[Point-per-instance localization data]
>>>>
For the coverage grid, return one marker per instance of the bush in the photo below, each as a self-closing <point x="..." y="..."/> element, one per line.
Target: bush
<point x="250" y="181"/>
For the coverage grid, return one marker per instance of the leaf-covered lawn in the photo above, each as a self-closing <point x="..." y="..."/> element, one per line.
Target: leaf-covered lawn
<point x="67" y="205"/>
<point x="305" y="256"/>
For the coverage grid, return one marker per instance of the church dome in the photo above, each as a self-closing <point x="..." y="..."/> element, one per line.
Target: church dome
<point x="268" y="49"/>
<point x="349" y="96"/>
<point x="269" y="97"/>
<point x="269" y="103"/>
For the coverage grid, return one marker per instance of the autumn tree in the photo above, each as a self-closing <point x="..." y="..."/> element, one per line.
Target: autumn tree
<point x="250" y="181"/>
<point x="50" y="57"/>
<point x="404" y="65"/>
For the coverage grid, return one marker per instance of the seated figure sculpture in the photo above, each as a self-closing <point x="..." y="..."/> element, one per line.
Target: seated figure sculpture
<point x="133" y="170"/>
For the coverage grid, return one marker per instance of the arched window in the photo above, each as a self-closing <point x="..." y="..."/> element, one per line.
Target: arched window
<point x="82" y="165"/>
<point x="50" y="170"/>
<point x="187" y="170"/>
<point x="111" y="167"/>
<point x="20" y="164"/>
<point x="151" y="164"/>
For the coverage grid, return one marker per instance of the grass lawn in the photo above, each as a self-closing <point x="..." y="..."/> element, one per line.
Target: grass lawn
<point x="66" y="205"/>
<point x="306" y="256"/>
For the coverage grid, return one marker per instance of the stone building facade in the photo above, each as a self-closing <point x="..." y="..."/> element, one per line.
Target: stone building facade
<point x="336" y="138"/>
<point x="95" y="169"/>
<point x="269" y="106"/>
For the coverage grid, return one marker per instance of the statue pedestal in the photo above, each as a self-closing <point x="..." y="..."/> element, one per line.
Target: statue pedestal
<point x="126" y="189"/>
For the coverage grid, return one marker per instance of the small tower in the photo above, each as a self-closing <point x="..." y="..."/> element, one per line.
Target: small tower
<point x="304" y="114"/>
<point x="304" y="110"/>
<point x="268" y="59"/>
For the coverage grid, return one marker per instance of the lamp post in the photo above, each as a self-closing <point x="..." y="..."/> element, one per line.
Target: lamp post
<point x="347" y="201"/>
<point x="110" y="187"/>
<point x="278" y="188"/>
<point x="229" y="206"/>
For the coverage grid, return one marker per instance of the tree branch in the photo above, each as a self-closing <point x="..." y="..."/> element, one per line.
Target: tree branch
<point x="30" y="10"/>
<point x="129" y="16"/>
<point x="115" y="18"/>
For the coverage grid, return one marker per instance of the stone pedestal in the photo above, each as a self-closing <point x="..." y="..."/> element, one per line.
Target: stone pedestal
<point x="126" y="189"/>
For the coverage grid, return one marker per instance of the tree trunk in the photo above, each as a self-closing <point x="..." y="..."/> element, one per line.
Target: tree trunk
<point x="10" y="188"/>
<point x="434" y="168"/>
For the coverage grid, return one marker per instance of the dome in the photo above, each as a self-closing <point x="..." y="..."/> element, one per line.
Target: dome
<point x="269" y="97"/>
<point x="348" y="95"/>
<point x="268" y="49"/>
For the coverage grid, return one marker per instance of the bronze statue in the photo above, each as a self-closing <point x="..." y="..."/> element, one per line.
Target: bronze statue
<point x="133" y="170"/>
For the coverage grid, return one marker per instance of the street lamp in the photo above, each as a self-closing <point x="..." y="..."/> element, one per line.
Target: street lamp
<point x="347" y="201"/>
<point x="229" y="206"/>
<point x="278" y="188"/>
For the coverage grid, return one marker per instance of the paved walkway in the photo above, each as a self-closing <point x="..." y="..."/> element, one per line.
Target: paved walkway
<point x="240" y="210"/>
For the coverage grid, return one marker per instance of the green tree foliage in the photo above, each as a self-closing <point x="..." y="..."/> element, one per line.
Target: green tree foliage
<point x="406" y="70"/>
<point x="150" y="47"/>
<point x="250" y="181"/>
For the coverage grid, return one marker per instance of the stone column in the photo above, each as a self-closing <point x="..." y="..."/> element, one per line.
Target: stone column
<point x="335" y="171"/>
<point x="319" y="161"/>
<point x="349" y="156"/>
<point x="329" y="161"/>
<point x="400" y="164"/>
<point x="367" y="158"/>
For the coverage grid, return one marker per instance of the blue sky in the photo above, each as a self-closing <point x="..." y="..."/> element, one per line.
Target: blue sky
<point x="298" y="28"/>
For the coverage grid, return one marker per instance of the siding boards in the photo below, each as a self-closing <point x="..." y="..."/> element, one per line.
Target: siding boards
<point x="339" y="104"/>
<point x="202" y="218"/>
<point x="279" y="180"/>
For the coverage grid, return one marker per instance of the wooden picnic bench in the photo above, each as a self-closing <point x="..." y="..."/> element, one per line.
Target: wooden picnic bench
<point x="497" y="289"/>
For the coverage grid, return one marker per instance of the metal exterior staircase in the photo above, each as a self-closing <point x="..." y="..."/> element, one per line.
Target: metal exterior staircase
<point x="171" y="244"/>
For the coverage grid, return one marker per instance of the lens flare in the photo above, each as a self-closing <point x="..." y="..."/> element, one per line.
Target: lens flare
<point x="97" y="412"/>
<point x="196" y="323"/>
<<<<
=== YOUR INSTRUCTIONS ===
Would you write out the full set of records above without alteration?

=== SOLUTION TO THE PROBLEM ===
For the coverage grid, return one marker per instance of the bush in the photo below, each as a self-closing <point x="..." y="..."/> element, one per line.
Target: bush
<point x="250" y="181"/>
For the coverage grid, return one marker per instance of the leaf-covered lawn in the photo above, each as a self-closing <point x="..." y="..."/> element, one per line.
Target: leaf-covered lawn
<point x="67" y="205"/>
<point x="305" y="256"/>
For the coverage grid, return one marker per instance of the church dome in the photo above, each as a self-closing <point x="..." y="..."/> element, one per line.
Target: church dome
<point x="268" y="49"/>
<point x="349" y="96"/>
<point x="269" y="97"/>
<point x="269" y="103"/>
For the coverage grid, return one marker per instance of the autumn tree in the photo above, each as a self-closing <point x="..." y="..."/> element, one per line.
Target: autumn tree
<point x="250" y="181"/>
<point x="50" y="57"/>
<point x="404" y="65"/>
For the coverage grid, return one marker per instance of the seated figure sculpture in the photo above, each as a self-closing <point x="..." y="..."/> element, one per line.
Target: seated figure sculpture
<point x="133" y="170"/>
For the coverage grid, return one marker per instance of the arched window in the photo above, each as a self-closing <point x="..." y="..."/> element, one per line.
Target: arched window
<point x="82" y="165"/>
<point x="50" y="170"/>
<point x="187" y="170"/>
<point x="111" y="167"/>
<point x="20" y="164"/>
<point x="151" y="164"/>
For the coverage grid, return one marker per instance of the grass lawn in the photo above, each as a self-closing <point x="..." y="..."/> element, one per line.
Target: grass lawn
<point x="66" y="205"/>
<point x="306" y="256"/>
For the coverage grid, return one marker per instance of the stone building facade in the photo above, each as a self-closing <point x="..." y="..."/> element, one per line.
Target: stone building facade
<point x="336" y="138"/>
<point x="95" y="169"/>
<point x="269" y="106"/>
For the coverage grid, return one marker per instance of the statue pedestal in the photo above, each as a self-closing <point x="..." y="..."/> element, one per line.
Target: statue pedestal
<point x="126" y="189"/>
For the coverage grid, return one marker per instance of the small tower in the photo above, each as a self-closing <point x="..." y="..."/> element, one per line.
Target: small tower
<point x="304" y="114"/>
<point x="304" y="110"/>
<point x="268" y="59"/>
For the coverage grid, return one marker per instance of the lamp post in the photo above, each as a self-closing <point x="..." y="..."/> element, one per line.
Target: lamp post
<point x="347" y="201"/>
<point x="110" y="187"/>
<point x="278" y="188"/>
<point x="229" y="206"/>
For the coverage grid, return one marker per instance of the tree branch in the photo above, each as a self-closing <point x="..." y="..."/> element, one per line.
Target: tree branch
<point x="30" y="10"/>
<point x="129" y="16"/>
<point x="115" y="18"/>
For the coverage grid, return one marker per instance of the stone pedestal in the photo above, each as a self-closing <point x="..." y="..."/> element, one per line.
Target: stone pedestal
<point x="126" y="189"/>
For the coverage grid, return one marker per instance of the tree trunk in the photo above, each as a self-closing <point x="..." y="..."/> element, one per line.
Target: tree trunk
<point x="10" y="188"/>
<point x="434" y="168"/>
For the coverage grid, return one marker per instance of the dome in the photo above, each as a self-closing <point x="..." y="..."/> element, one per line.
Target: dome
<point x="269" y="97"/>
<point x="348" y="95"/>
<point x="268" y="49"/>
For the coverage grid, return one marker per instance of the bronze statue in the photo above, each as a self-closing <point x="..." y="..."/> element, one per line.
Target: bronze statue
<point x="133" y="170"/>
For the coverage grid, return one marker per instance of the street lamp in the photo above, each as a self-closing <point x="..." y="..."/> element, one per line.
Target: street lamp
<point x="347" y="201"/>
<point x="229" y="206"/>
<point x="278" y="188"/>
For the coverage grid, return one marker per instance of the paved walkway in the photo above, each as a self-closing <point x="..." y="..."/> element, one per line.
Target: paved walkway
<point x="240" y="210"/>
For the coverage grid, return one marker per instance of the green tree foliage in the photo above, each as a self-closing <point x="..." y="..."/> element, one per line.
Target: green tree foliage
<point x="406" y="70"/>
<point x="150" y="47"/>
<point x="250" y="181"/>
For the coverage grid, return one marker per instance of the stone column in the photo above, each as a self-closing <point x="..." y="..."/> element, one per line.
Target: stone column
<point x="335" y="171"/>
<point x="319" y="161"/>
<point x="349" y="156"/>
<point x="329" y="161"/>
<point x="400" y="164"/>
<point x="367" y="158"/>
For the coverage grid, return one marker per instance of the blue sky in the photo above, each as a self-closing <point x="..." y="..."/> element, one per line.
Target: blue sky
<point x="298" y="28"/>
For the coverage grid, return one marker per instance of the siding boards in the photo below, each as a self-closing <point x="..." y="..."/> element, one per line.
Target: siding boards
<point x="339" y="104"/>
<point x="202" y="218"/>
<point x="279" y="180"/>
For the coverage grid, return one marker per instance of the wooden picnic bench in the photo above, each as a self-closing <point x="..." y="..."/> element, one per line.
Target: wooden picnic bench
<point x="497" y="289"/>
For the coverage grid, return one marker per instance of the metal exterior staircase in the photo above, each as a self-closing <point x="..." y="..."/> element, one per line.
Target: metal exterior staircase
<point x="171" y="244"/>
For the coverage grid, return one marker per instance of the lens flare in the photo above, each as a self-closing <point x="..." y="..."/> element, one per line.
Target: lens flare
<point x="97" y="412"/>
<point x="196" y="323"/>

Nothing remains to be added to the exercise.